## Problem to work on
Pull out every line of the data below that contains the string "floral" and copy each one in full. Letter case counts when matching.

## Data records
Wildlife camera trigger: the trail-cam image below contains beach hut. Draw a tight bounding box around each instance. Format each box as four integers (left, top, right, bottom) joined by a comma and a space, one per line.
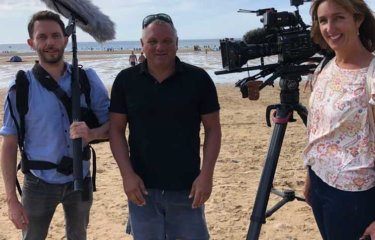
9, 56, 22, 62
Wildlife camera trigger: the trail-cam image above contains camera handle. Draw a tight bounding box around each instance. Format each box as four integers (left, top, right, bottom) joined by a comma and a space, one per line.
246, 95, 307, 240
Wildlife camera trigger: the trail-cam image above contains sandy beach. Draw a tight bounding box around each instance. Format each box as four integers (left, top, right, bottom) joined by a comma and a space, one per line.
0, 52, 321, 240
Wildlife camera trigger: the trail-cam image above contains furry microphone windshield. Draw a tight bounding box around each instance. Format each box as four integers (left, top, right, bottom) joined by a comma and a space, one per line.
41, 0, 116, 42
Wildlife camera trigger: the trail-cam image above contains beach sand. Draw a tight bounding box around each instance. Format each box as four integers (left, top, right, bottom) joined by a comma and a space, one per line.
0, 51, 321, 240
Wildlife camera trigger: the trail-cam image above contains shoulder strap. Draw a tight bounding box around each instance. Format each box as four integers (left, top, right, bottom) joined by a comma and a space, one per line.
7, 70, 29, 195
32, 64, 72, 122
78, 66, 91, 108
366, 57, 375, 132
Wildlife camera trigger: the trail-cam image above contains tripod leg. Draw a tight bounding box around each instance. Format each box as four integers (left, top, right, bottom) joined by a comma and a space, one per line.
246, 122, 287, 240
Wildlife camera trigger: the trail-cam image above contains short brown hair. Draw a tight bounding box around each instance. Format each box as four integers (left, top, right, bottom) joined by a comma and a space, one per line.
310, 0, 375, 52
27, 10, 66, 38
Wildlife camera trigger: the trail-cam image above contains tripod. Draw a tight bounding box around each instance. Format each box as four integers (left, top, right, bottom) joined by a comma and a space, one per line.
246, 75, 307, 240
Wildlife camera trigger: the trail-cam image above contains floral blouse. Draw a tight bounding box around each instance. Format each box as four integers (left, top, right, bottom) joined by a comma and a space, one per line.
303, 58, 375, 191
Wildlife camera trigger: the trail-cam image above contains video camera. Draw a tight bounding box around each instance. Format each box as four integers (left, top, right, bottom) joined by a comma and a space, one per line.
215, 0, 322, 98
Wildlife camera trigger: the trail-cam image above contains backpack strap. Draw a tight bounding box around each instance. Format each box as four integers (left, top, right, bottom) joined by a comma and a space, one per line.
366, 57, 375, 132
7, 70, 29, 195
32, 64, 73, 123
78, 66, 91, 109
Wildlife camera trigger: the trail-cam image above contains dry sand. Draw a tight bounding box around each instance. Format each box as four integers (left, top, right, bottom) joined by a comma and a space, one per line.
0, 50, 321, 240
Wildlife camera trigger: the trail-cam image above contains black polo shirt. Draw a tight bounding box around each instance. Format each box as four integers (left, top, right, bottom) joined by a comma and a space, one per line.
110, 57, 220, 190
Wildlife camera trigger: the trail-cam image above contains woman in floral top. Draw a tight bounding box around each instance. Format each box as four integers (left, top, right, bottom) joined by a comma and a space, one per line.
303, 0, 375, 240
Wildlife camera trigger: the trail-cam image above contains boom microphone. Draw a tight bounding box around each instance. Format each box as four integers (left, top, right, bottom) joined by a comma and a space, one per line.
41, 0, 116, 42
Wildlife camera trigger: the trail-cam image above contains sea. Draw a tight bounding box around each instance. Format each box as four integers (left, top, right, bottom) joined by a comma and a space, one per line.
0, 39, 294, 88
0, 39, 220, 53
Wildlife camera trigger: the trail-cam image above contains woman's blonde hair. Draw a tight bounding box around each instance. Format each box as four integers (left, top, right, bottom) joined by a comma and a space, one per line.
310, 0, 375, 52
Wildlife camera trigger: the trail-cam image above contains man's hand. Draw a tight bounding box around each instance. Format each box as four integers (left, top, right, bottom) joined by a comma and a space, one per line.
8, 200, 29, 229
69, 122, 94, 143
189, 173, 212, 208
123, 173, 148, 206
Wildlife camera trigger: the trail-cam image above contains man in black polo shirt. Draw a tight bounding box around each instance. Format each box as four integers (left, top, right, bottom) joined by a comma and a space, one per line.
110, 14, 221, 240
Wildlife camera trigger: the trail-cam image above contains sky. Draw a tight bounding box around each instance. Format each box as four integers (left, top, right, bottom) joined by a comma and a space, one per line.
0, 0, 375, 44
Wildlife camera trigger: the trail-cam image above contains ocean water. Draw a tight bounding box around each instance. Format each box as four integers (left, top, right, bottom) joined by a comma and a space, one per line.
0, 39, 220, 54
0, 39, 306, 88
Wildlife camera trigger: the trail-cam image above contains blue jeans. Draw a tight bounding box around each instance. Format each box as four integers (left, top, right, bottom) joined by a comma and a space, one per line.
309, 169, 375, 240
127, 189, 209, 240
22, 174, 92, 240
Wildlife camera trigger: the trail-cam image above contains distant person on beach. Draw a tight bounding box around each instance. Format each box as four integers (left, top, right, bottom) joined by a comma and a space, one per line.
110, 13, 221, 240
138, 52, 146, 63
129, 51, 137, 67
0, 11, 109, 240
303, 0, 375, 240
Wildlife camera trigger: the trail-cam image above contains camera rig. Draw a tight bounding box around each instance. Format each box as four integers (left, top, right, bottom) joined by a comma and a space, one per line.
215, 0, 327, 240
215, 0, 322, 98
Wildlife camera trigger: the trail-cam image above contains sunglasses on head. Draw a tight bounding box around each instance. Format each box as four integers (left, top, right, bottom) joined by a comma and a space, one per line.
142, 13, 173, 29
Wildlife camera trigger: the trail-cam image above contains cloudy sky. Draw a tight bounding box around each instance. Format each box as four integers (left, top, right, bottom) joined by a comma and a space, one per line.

## Full solution
Wildlife camera trigger: the trail-cam image above contains floral blouse. Draw a tight bounding box around each instance. Format each box as four integers (left, top, right, bottom) joined by a comma and a space, one per line.
Wildlife camera trigger: the trail-cam image above contains woman in floral top. Draw a tight bounding box around each instance. Format each box as four integers (left, top, right, bottom) joined by a comma and a space, one per line.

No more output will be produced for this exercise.